**DIRECTIVE**
Gather every line of the records that contains the word "woman" and copy each one.

§ §

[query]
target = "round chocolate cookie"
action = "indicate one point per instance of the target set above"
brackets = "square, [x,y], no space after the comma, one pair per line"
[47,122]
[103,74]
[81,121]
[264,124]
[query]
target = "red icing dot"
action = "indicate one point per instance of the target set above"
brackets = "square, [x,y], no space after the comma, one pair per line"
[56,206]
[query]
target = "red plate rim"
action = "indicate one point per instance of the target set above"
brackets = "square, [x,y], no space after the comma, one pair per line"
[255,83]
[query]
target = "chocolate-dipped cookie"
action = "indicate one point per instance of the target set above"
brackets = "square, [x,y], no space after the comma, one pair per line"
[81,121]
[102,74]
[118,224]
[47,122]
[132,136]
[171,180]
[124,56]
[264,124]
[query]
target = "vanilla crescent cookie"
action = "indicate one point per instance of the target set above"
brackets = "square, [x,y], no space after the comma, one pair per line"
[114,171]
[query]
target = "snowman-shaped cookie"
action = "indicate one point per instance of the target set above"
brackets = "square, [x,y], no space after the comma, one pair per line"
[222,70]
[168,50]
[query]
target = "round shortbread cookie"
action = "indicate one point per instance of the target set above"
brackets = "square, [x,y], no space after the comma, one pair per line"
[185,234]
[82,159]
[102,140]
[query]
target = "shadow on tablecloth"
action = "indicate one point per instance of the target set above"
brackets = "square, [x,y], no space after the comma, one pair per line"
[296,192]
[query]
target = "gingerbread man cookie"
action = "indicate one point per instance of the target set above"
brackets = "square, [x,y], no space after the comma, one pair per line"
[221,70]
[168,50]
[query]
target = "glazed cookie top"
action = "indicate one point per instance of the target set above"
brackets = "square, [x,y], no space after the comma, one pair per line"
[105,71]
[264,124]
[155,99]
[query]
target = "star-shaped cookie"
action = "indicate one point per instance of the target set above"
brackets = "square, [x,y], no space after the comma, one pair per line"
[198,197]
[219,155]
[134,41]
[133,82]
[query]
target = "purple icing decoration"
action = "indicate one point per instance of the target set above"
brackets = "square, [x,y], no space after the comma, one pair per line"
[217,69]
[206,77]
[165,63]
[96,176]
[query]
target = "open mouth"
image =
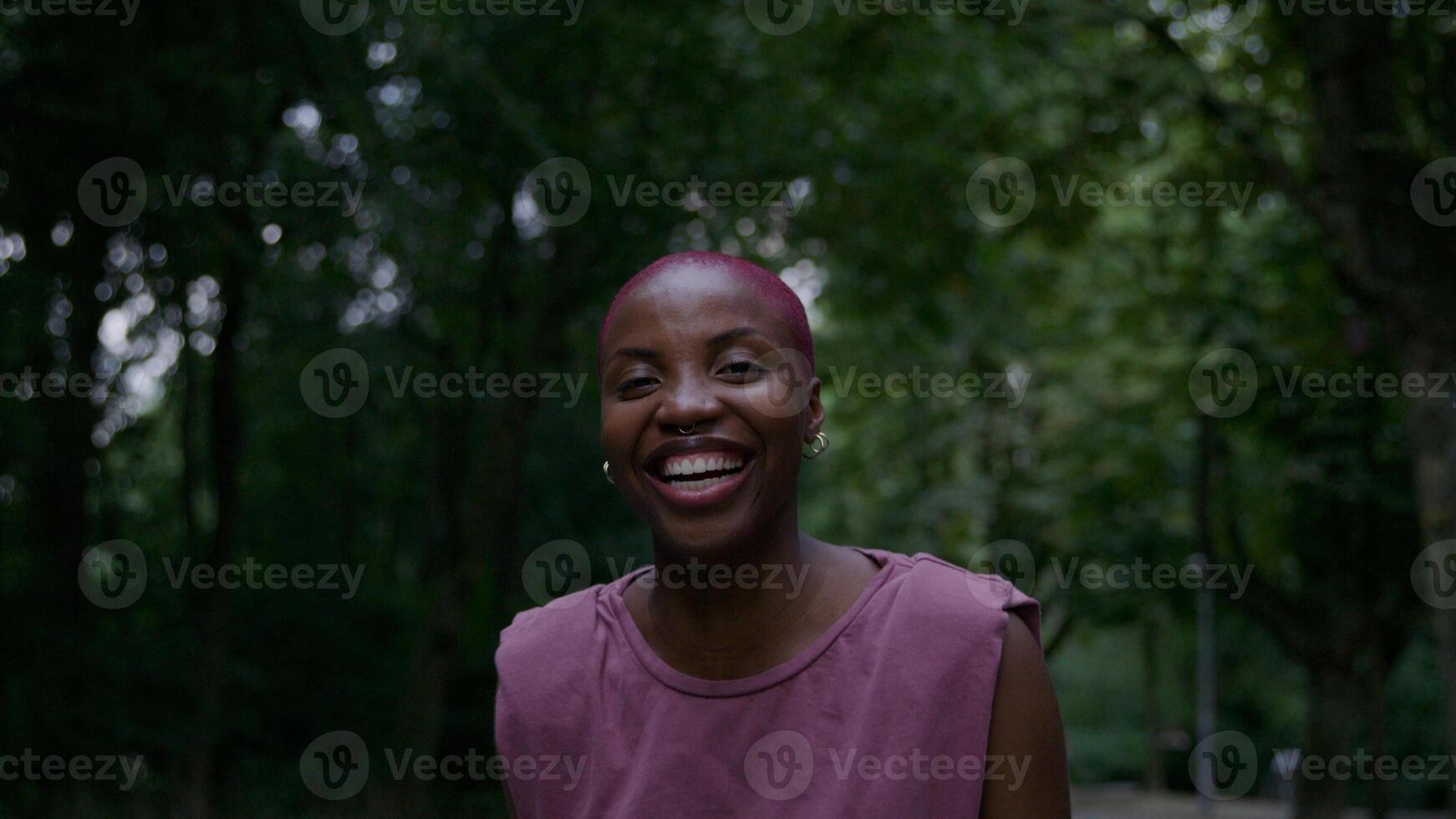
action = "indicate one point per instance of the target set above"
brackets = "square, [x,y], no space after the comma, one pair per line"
[696,471]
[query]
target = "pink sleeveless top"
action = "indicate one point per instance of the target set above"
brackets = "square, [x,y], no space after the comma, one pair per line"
[886,715]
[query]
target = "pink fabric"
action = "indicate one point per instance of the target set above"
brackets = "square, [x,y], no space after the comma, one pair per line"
[886,715]
[776,296]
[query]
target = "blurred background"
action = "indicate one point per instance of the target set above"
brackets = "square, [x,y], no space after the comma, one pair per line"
[298,387]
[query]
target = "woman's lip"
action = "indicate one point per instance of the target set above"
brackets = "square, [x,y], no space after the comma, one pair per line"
[696,499]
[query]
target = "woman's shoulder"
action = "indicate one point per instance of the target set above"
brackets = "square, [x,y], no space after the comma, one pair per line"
[539,639]
[931,595]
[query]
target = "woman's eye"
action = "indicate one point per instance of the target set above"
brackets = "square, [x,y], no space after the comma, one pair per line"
[632,384]
[743,370]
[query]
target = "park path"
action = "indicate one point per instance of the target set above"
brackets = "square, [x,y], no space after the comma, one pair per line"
[1126,803]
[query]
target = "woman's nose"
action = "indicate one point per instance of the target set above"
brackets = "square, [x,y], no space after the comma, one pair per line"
[688,402]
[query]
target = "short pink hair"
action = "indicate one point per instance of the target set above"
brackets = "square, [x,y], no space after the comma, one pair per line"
[776,296]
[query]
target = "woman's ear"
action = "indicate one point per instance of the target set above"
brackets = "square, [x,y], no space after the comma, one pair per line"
[812,412]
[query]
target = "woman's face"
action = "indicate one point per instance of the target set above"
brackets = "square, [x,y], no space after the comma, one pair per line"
[695,347]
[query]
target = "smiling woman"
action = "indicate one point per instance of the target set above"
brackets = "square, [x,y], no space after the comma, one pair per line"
[877,684]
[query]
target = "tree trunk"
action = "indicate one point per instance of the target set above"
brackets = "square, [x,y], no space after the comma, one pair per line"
[1334,695]
[1433,443]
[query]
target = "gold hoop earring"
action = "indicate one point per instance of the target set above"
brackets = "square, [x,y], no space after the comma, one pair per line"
[817,445]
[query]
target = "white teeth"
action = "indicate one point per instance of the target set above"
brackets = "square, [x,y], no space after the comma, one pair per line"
[689,465]
[700,485]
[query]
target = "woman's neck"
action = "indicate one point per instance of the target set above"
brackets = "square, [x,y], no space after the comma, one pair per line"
[725,616]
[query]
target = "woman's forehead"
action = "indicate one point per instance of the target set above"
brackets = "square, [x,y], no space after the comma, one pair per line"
[696,300]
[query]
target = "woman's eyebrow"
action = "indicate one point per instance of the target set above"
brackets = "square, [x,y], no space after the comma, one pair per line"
[634,353]
[733,333]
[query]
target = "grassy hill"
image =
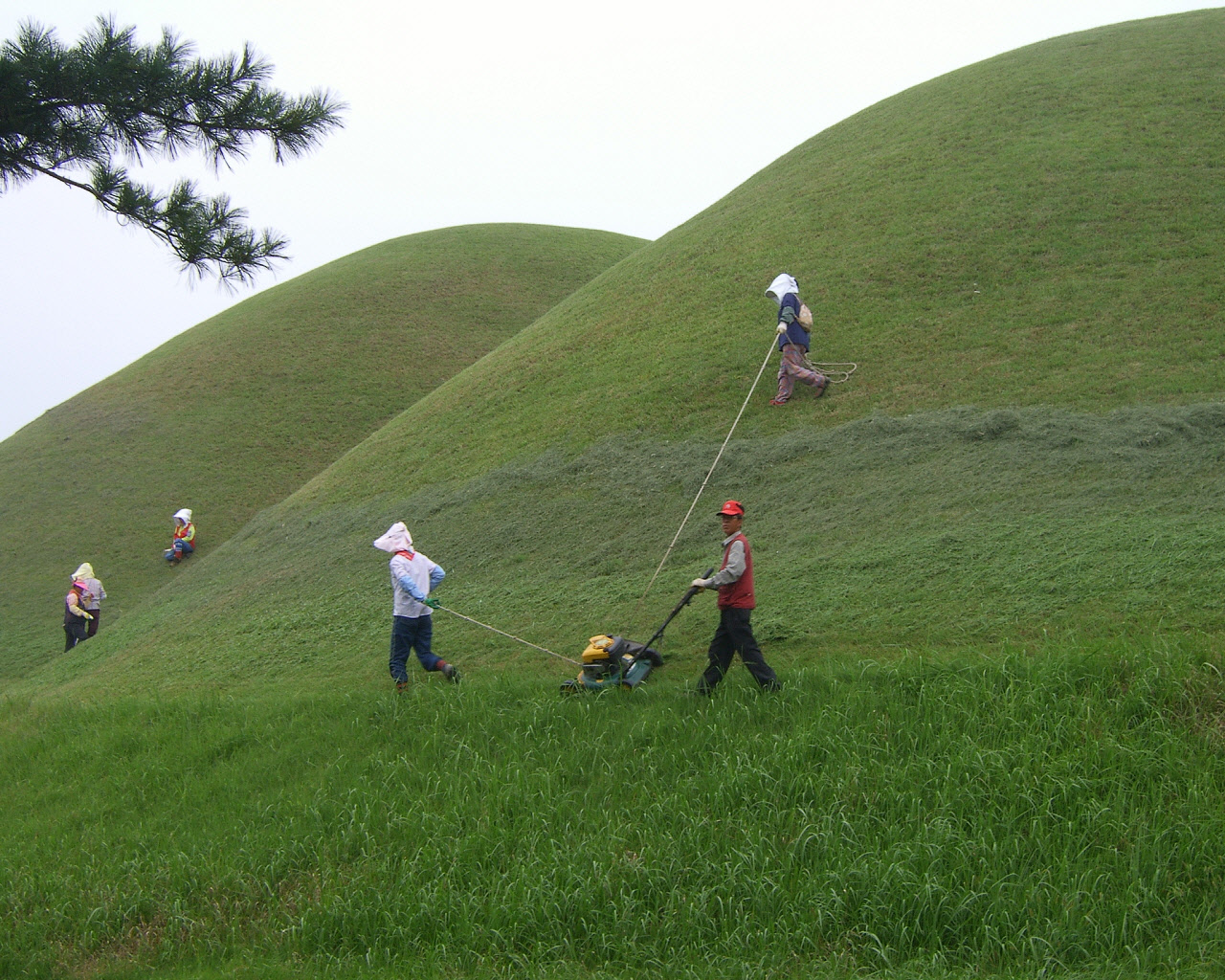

§ §

**FINAL ANSWER**
target = "woman's lip"
target = "woman's shoulder"
target = "woman's eye"
target = "woman's nose"
target = "woman's ear"
target = "woman's face"
target = "smiling woman"
target = "woman's neck"
target = "woman's forehead"
target = "woman's eyebrow"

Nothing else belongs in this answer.